— WHAT YOU NEED TO DO —
Write out these records again, replacing "noun phrase" with "descriptive phrase" and leaving everything else the same.
***** DATA SHOWN *****
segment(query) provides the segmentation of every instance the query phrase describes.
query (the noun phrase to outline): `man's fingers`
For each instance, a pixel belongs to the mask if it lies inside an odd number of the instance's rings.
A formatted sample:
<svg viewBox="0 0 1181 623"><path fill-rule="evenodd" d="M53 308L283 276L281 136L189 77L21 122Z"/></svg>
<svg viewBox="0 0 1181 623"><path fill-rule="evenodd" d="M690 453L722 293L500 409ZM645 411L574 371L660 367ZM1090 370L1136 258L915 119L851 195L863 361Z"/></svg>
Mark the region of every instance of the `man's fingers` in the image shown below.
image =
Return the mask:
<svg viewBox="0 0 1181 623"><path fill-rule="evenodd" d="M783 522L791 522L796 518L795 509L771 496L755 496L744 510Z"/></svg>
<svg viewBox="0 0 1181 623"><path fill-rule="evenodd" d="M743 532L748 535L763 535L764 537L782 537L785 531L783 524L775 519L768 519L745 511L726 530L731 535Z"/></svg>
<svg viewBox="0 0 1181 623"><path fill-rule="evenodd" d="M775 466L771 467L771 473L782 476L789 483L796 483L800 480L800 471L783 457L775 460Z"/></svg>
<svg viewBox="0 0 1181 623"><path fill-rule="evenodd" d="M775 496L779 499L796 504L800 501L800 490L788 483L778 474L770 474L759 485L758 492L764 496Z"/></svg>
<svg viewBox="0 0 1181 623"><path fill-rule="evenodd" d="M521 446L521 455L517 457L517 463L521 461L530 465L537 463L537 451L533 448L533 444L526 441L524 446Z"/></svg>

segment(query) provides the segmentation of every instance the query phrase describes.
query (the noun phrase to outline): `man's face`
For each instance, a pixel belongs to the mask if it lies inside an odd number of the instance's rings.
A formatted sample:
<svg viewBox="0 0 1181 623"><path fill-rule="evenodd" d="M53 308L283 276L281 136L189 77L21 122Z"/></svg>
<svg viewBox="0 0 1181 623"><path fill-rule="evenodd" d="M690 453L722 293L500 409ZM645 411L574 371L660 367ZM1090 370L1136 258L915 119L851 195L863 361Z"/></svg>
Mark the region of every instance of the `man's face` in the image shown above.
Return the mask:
*****
— RESPONSE FOR THIS EXERCISE —
segment(query) provides the segmentation of every instance the query phrase describes.
query (the descriptive phrase to outline): `man's fingers`
For each instance, a pixel belongs to the mask if it lies inside an odd number of the instance's rings.
A formatted sample:
<svg viewBox="0 0 1181 623"><path fill-rule="evenodd" d="M53 308L283 276L281 136L189 77L21 122Z"/></svg>
<svg viewBox="0 0 1181 623"><path fill-rule="evenodd" d="M690 453L722 293L500 409ZM645 411L574 371L660 367ZM1090 370L1136 258L915 119L851 195L863 361Z"/></svg>
Mark the region of every instance of the `man's fingers` in the image shown below.
image =
Return the mask:
<svg viewBox="0 0 1181 623"><path fill-rule="evenodd" d="M783 522L791 522L796 518L795 509L771 496L755 496L744 510Z"/></svg>
<svg viewBox="0 0 1181 623"><path fill-rule="evenodd" d="M743 532L748 535L763 535L764 537L782 537L785 531L783 524L775 519L768 519L745 511L726 530L731 535Z"/></svg>
<svg viewBox="0 0 1181 623"><path fill-rule="evenodd" d="M775 466L771 467L771 473L782 476L789 483L796 483L800 480L800 471L783 457L775 460Z"/></svg>
<svg viewBox="0 0 1181 623"><path fill-rule="evenodd" d="M775 496L779 499L796 504L800 501L800 490L788 483L778 474L770 474L759 485L758 492L764 496Z"/></svg>
<svg viewBox="0 0 1181 623"><path fill-rule="evenodd" d="M521 446L521 455L517 457L517 463L521 461L530 465L537 463L537 451L533 448L533 444L526 441L524 446Z"/></svg>

segment(query) provides the segmentation of every instance the query phrase describes.
query (the descriptive phrase to outline): `man's face`
For each instance, a pixel belongs to the mask if it lies inside an odd number of the instance's rings.
A formatted sample:
<svg viewBox="0 0 1181 623"><path fill-rule="evenodd" d="M53 308L283 276L281 136L189 77L21 122Z"/></svg>
<svg viewBox="0 0 1181 623"><path fill-rule="evenodd" d="M690 453L722 293L500 409ZM645 411L574 371L660 367ZM1090 370L1136 258L915 119L851 195L863 361Z"/></svg>
Mark the region of every instance of the `man's face` in the image shown above.
Return the mask:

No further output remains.